--- Start of DATASET ENTRIES ---
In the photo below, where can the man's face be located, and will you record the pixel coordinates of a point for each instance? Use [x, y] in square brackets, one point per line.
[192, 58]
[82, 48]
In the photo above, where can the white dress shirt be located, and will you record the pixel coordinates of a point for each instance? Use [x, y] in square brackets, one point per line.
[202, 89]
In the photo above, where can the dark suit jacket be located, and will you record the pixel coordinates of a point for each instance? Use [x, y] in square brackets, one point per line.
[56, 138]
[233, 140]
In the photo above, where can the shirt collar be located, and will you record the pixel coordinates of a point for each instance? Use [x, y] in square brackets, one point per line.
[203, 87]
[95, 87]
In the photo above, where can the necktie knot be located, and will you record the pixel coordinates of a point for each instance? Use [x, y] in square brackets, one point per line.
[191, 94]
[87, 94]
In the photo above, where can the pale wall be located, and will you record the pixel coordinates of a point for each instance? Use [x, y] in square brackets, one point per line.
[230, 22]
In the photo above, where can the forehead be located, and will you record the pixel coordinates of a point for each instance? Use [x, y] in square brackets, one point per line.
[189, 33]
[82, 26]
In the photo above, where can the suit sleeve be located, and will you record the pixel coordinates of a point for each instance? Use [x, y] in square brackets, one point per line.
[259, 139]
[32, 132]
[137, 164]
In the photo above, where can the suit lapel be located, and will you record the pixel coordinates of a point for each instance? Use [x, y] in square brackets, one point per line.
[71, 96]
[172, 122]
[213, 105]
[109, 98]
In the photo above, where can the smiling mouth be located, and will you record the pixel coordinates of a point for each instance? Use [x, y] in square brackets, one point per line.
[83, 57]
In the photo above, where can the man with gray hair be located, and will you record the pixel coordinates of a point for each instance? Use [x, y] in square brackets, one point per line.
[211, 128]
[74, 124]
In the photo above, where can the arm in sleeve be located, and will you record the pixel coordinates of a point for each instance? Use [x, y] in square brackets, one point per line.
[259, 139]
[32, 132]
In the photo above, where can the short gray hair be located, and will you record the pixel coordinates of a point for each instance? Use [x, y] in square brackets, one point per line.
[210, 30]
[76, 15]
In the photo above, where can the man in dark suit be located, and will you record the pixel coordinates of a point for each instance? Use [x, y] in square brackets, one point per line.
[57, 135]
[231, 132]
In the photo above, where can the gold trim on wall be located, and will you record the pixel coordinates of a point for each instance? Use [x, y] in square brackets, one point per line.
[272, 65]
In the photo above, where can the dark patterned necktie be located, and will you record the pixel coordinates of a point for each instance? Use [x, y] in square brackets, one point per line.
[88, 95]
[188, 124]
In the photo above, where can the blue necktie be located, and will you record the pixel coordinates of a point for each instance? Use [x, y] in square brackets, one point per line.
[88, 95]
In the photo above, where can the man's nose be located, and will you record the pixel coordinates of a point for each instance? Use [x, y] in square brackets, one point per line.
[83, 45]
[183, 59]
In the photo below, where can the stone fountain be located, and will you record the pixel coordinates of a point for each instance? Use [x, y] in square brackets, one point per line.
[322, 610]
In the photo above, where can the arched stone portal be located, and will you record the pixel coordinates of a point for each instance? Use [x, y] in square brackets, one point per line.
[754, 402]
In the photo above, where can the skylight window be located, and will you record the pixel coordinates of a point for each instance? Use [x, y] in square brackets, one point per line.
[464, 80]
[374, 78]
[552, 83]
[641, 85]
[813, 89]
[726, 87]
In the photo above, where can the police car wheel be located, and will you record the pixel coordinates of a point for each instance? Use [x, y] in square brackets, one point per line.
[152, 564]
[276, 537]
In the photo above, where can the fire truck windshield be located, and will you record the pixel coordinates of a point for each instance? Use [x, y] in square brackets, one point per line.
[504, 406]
--- End of DATASET ENTRIES ---
§ **TASK GOAL**: Output the records exactly, including every line.

§ **ANSWER**:
In the photo below, where can the man's face be located, and will you record the pixel coordinates of a point for each instance? Use [x, y] in square brackets, one point per line.
[192, 58]
[82, 48]
In the photo above, where can the white dress shirt be located, and will you record the pixel coordinates of a point for each instance? Use [x, y] in square brackets, one point per line.
[202, 89]
In the photo above, where can the dark suit jacket be located, and will you record the pixel coordinates of a point for each instance? Use [x, y] in square brackets, one point per line.
[56, 138]
[233, 140]
In the photo above, where can the shirt collar be located, and will you record the pixel coordinates of a point for each instance? Use [x, y] in square brackets, one point per line.
[203, 87]
[95, 87]
In the photo above, where can the necktie knot be located, and will you record the pixel coordinates of a point for each instance? Use [x, y] in square brackets, one point per line.
[191, 94]
[87, 94]
In the photo above, where can the pale wall be located, and will you record the pixel coordinates of a point for each instance? Use [x, y] in square brackets, one point per line.
[230, 22]
In the photo above, where can the forehead be located, and will you record the pixel coordinates of a point for each instance? Use [x, y] in square brackets, one point per line.
[189, 33]
[82, 26]
In the photo above, where can the suit sleeve be located, and will you record the pixel coordinates of a point for each instance? Use [x, y] in square brackets, one point per line.
[259, 139]
[32, 132]
[137, 164]
In the photo above, where can the suit lapel be located, and will you record the pixel coordinates of a point for each instance? Use [x, y] in square brackets, one point per line.
[71, 96]
[172, 122]
[213, 105]
[109, 98]
In the photo above, where can the smiling mouth be located, and will you record the pixel coordinates of a point for each instance? Use [x, y] in square brackets, one point per line.
[83, 57]
In the photo above, where can the man with gray hair be located, and will you record the pixel coordinates of a point for each instance? Use [x, y] in square brackets, one point per line.
[211, 128]
[74, 124]
In the photo above, where can the arm in sleeve be located, and will you record the pixel coordinates of a point for each instance? Use [x, y] in square brackets, one point per line.
[259, 139]
[32, 132]
In the photo above, where can the short gray hair be located, and will you record the pixel coordinates of a point for each instance? Use [x, y] in square brackets, one point per line.
[210, 30]
[76, 15]
In the photo above, where can the man in dark suit be located, and will you record the pixel coordinates of a point for each instance? Use [x, y] in square brackets, one point per line.
[57, 135]
[231, 132]
In the photo above, where can the gold trim on wall be located, and will you record the pixel coordinates of a point for each instance? Use [x, y] in square brackets, one point per line.
[272, 65]
In the photo above, where can the dark patterned necktie be located, and will you record the pixel coordinates of a point for each instance? Use [x, y] in square brackets, one point per line.
[88, 95]
[188, 124]
In the photo above, where can the blue necktie be located, and will you record the pixel coordinates of a point for each instance? Use [x, y] in square brackets, one point per line.
[88, 95]
In the photo above, where can the man's nose be located, and will you record the pixel coordinates of a point for each instance? Use [x, y] in square brackets, one point per line.
[83, 45]
[183, 59]
In the photo below, where can the stone fountain be located, and will you record the pixel coordinates of a point for each instance? Use [x, y] in square brackets, one point per line.
[322, 610]
In the photo above, where can the arched stone portal be located, and will you record the pixel coordinates of a point for each instance? Use [x, y] in square brackets, one point per line.
[754, 402]
In the photo above, where can the skylight window be located, and will you record the pixel coordinates of a point for each instance? Use [x, y] in square brackets, one point per line.
[464, 80]
[374, 78]
[552, 83]
[641, 85]
[813, 89]
[726, 87]
In the photo above, where can the police car wheel be located, and will you record the pixel coordinates of a point for each instance? Use [x, y] in square brackets, one point per line.
[152, 564]
[276, 537]
In the photo above, where can the fire truck windshield be located, and will you record the pixel coordinates of a point for each instance? Use [x, y] in square brackets, one point per line.
[504, 406]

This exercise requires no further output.